__WHAT YOU HAVE TO DO__
Word for word, please restate each record and pass over the pictures.
*** DATA RECORDS ***
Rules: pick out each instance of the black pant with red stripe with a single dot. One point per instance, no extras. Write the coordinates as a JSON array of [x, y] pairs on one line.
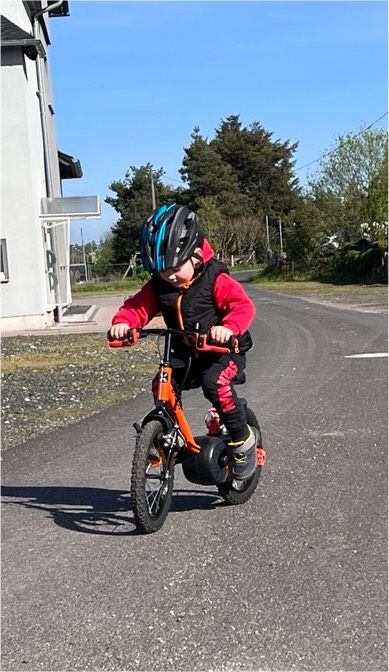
[[217, 376]]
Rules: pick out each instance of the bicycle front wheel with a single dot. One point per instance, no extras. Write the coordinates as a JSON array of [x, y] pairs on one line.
[[151, 479]]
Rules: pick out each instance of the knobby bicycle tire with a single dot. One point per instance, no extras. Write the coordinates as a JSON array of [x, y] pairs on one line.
[[150, 507], [239, 492]]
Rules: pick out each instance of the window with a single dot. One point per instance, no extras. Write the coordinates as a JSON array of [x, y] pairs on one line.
[[4, 272]]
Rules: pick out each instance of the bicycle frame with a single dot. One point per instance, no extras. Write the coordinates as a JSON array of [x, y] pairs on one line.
[[166, 400]]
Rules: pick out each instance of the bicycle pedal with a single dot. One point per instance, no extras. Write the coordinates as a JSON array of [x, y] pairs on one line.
[[261, 457]]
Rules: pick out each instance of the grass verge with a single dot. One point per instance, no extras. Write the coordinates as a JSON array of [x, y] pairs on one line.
[[52, 381]]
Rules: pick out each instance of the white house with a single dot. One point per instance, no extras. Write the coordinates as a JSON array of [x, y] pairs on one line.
[[35, 218]]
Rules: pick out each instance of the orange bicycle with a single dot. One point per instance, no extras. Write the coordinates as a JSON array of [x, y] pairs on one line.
[[164, 439]]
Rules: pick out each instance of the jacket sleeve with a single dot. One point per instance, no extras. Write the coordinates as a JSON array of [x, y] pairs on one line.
[[139, 309], [236, 308]]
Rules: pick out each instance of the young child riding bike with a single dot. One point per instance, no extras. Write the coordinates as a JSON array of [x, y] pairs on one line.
[[193, 290]]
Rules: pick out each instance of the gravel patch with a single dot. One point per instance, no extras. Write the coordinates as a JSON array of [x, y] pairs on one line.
[[52, 381]]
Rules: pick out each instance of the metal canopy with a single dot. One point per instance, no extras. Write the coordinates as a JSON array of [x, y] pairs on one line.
[[70, 207]]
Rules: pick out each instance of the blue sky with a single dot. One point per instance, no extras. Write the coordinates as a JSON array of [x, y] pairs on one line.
[[132, 79]]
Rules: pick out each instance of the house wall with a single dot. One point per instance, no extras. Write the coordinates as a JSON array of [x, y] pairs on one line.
[[28, 298]]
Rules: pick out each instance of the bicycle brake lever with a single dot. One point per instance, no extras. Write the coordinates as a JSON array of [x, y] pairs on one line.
[[203, 345], [130, 339]]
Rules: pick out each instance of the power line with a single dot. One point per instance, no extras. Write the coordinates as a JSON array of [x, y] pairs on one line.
[[173, 180], [342, 144]]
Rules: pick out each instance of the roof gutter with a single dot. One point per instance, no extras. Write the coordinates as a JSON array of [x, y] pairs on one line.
[[42, 109]]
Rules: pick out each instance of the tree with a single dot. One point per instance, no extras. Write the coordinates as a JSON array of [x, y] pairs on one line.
[[133, 203], [351, 185], [242, 168]]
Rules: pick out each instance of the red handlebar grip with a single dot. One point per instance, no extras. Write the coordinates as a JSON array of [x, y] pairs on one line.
[[118, 344]]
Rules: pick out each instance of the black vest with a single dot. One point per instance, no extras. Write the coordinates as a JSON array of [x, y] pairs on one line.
[[192, 305]]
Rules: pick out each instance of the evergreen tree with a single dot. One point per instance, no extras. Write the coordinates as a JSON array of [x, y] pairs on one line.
[[133, 203]]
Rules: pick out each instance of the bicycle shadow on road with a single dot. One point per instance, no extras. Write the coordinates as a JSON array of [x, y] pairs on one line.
[[96, 510]]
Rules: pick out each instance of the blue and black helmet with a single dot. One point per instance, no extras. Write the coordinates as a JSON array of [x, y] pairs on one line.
[[169, 237]]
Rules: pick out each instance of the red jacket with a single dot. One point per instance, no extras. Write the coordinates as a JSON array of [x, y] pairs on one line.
[[236, 309]]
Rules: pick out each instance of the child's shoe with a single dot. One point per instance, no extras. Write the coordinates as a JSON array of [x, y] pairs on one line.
[[244, 456]]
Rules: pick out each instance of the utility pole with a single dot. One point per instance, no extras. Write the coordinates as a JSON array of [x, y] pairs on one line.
[[152, 189], [281, 246], [267, 233], [84, 257], [268, 252]]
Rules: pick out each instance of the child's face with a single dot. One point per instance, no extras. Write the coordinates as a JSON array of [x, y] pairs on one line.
[[179, 275]]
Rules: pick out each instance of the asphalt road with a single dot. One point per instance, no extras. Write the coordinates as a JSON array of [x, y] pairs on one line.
[[296, 579]]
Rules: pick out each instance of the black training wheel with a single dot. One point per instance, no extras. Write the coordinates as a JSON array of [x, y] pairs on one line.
[[239, 492], [151, 479]]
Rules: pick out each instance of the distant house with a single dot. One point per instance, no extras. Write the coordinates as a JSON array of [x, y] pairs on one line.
[[35, 218]]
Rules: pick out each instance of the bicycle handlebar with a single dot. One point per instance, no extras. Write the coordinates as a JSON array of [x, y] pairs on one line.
[[202, 342]]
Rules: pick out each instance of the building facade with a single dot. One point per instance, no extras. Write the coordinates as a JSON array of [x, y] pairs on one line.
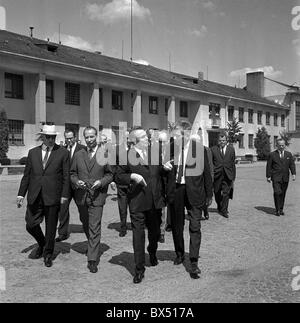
[[46, 82]]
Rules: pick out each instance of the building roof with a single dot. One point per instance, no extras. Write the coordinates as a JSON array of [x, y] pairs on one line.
[[11, 43]]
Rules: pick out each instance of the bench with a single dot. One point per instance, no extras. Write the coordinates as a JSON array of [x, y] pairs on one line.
[[5, 168]]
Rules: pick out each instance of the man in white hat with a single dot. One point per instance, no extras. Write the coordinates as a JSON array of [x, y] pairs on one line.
[[46, 181]]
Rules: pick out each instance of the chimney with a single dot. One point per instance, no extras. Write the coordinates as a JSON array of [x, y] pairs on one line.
[[2, 18], [200, 76], [256, 83]]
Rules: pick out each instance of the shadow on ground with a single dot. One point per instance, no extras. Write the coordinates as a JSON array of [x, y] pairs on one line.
[[126, 259], [265, 209]]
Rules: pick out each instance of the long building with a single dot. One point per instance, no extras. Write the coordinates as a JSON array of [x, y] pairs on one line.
[[41, 81]]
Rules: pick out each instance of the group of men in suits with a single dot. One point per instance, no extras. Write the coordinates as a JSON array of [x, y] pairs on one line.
[[183, 176]]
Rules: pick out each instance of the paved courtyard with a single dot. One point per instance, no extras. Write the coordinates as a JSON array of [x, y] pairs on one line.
[[246, 258]]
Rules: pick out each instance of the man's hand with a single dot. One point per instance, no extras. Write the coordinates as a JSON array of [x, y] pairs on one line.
*** End of DATA RECORDS ***
__SOLUTION TO THE PROBLEM__
Rules: pick out each instance of the black pant with red stripe with a single dot. One point per instance, no extras. Write the coordinates as a JSON array of [x, y] pairs on one line.
[[217, 376]]
Rules: pick out each instance of the bicycle front wheel with a single dot. One point per instance, no extras. Write the coordinates as a JSON array of [x, y] pairs on one line.
[[151, 479]]
Rules: pick out each instance of the knobby bicycle tire with a single dot. One point per instance, no extras. Write the coordinates as a JSON array of [x, y] pairs on one line.
[[150, 507], [239, 492]]
Rules: pick out each instance of the window with a single dot. One point per instance, no extras. Write the coordinates as a JSON array of [x, y] pairs on one line.
[[4, 272]]
Rules: pick out each instance of the bicycle frame with a single dot. One point per instance, no extras. Write the coordinates as a JSON array of [x, y] pairs on one line.
[[166, 400]]
Rules: pick out each instance of the bicycle pedal with a single dot. One point per instance, no extras. Write the coordinates as a JSON array of [x, y] pairs on one line.
[[261, 457]]
Rules: pick out each instance of the grass verge with a single dot. One point per instance, no extras. Write the coordinates as a JSON array of [x, y] pairs on one line.
[[52, 381]]
Rules: pick out each instance of the white house with a single dot. One point per instance, no extras. Write the coordinates as a JSON array of [x, y] pairs on one line.
[[35, 218]]
Rules: pick out each instance of the orange bicycle with a single dot. One point per instance, no extras. Write the coordinates as a JSON array of [x, y] pairs on one line.
[[164, 439]]
Rules: pick out each instance of the jacket sleeve with a single dot. One point per instance, no extras. Write the coordinates as a JSON array of [x, y] pairs on one line.
[[139, 309], [236, 308]]
Rules: pick out each instance of the young child riding bike with a single dot. One point per instance, no extras. Write the coordinates as a JSON array of [x, y] pairs on one line.
[[193, 290]]
Rules: pick out each instance of the gravel patch with a single dot. One point per instance, no extras. Write the coordinates as a JSON array of [x, y] pairs on one line.
[[52, 381]]
Rules: pick out each instance of the metal canopy with a single dot. One point per instance, no extras. Write the coordinates as a JSON array of [x, y] pairs on one line.
[[70, 207]]
Rules: pick out each instance of the blue sky with a single dot. One point per instance, no extras. Write the coordinates as a JSON array of [x, y] pairs on one line.
[[132, 79]]
Rules: pick out each instance of the house wall with a single dot. One point per instance, no extras. Write the coordinates as a JSON array of [x, y] pairs on one line.
[[28, 298]]
Rules: pick out each instance of the bicycle brake lever with a single dot. One point per instance, no extras. Write the coordinates as a JSON array of [x, y] pairs on one line.
[[203, 345], [130, 339]]
Rules: pick out each instance of the power line with a single dot. One point per instance, no extras. Write the coordinates as a JSON array of [x, y] pairs on one line.
[[173, 180], [342, 144]]
Rules: pick out each instance of the roof gutter with a single dot. One point per instance, no extras. Write the coordinates as a JSON array of [x, y] pairs on one line.
[[42, 109]]
Rules: pick out each instance of the tree with a single dot. One point per instance, no extras. Write the coordinates as a JSON array of [x, y] pairs on one line.
[[133, 203], [351, 185], [242, 168]]
Rules: pick out each instance of the red handlebar grip with a single dot. One point per instance, no extras. Write the coordinates as a JSON array of [x, y] pairs on one line.
[[118, 344]]
Rules: pick out each instance of the black vest with a single dot. One point per instance, no extras. Write the coordinates as a JSON array of [x, y] pairs on one line.
[[192, 305]]
Rules: pick out each instance of the evergreen tree with a single dot. One point per instance, no extras. Write the coordinates as a JSON array of [x, y] pairs on one line.
[[133, 203]]
Rules: pick out each instance of the bicycle shadow on road with a single dot. One point per instance, no extras. Write the coordinates as a JSON array of [x, y] pairs on one line.
[[96, 510]]
Rules: pick out each instance of the blue and black helmet with a single dot. One point per instance, no extras. Write the coordinates as a JSON array of [x, y] pairs on one line.
[[169, 237]]
Rules: pick out each instance of the red jacket with a single dot. One point per instance, no extras. Write the coordinates as a JSON array of [x, y] pairs on one line.
[[236, 309]]
Rules: pick out each instance of the child's shoe with a single dot. One point per instance, no extras. Write the coordinates as a JSON array of [x, y] pairs on one line.
[[244, 456]]
Rules: pick out each instance of the utility pole with a single dot. One point per instance, no extras. Write the coordinates as a JSON array of [x, y] pairs on one line.
[[152, 189], [281, 246], [267, 233], [84, 257], [268, 252]]
Rules: pick out each instance of the child's face with a single dot. One point per instance, no extras. Write the coordinates as a JSON array of [x, y] pairs on one line.
[[179, 275]]
Rules: pick out each instance of the asphalt road with a single dot. One point per instance, no extras. Write the coordinates as a JSON array of [x, y] pairs on one line.
[[296, 579]]
Rules: pick out each instance of the black training wheel with a single dot. One point per instance, no extras. Write the coordinates as a JSON array of [x, y] pairs on one line.
[[239, 492], [151, 479]]
Rules: pick out each instance of the distant house with a single dot. One point per instance, no extras. Write the coordinates as a JSON array of [x, y] pairs on one line.
[[35, 218]]
Rules: pick out each instance of the bicycle handlebar with a single dot. One point per instance, no extras. Write the coordinates as a JSON array of [x, y] pairs on one line.
[[202, 342]]
Rules: pick out each instance of the building facade with a single dot. One point per instance, no extras. Write the coordinates as a JSON array of [x, y] pairs on one line.
[[46, 82]]
Rules: pick out each instance of the building roof with a single dot. One point per instance, no extras. Write the coordinates as a JSON array of [x, y] pairs on one line.
[[11, 43]]
Rules: pick out each instance of the bench with a single dot. One point per instance, no extras. Write the coordinates as a JSON array of [x, y] pairs on one line.
[[5, 168]]
Rules: pick out each instance of the man in white hat with a single dot. One point per instance, no extras. Write the coordinates as a JSON array of [x, y] pairs on one line.
[[46, 181]]
Rules: pick out each instance of the chimney with a single dot. One point per instance, no extras. Write the coordinates as a JSON array of [x, y] pairs on one line.
[[2, 18], [200, 76], [256, 83]]
Rules: pick out each instance of the shadow on ground with a single dot. One point per instance, no extras. Write the coordinates as a JSON array of [x, y] pairs on one line.
[[126, 259], [265, 209]]
Rules: pick out each instance of the long building with a single dot. One point per instance, no extras. Write the coordinates as a JSON array of [x, y] pairs on one line.
[[41, 81]]
Rules: pick out each instance of the group of men in suits with a single dot. One point per instance, no extras. Write the coordinates as a JSON array of [x, y] pairs on one line.
[[183, 176]]
Rules: pick out each instance of the paved courtyard with a single dot. One point per instance, no extras. Write the coordinates as a JSON array of [x, y] pairs on one line.
[[246, 258]]
Rules: pick out each instance of the man's hand with a single dot. One point per instance, no extras. Write the coordinates as a JSON array of [x, y] pairs on one line.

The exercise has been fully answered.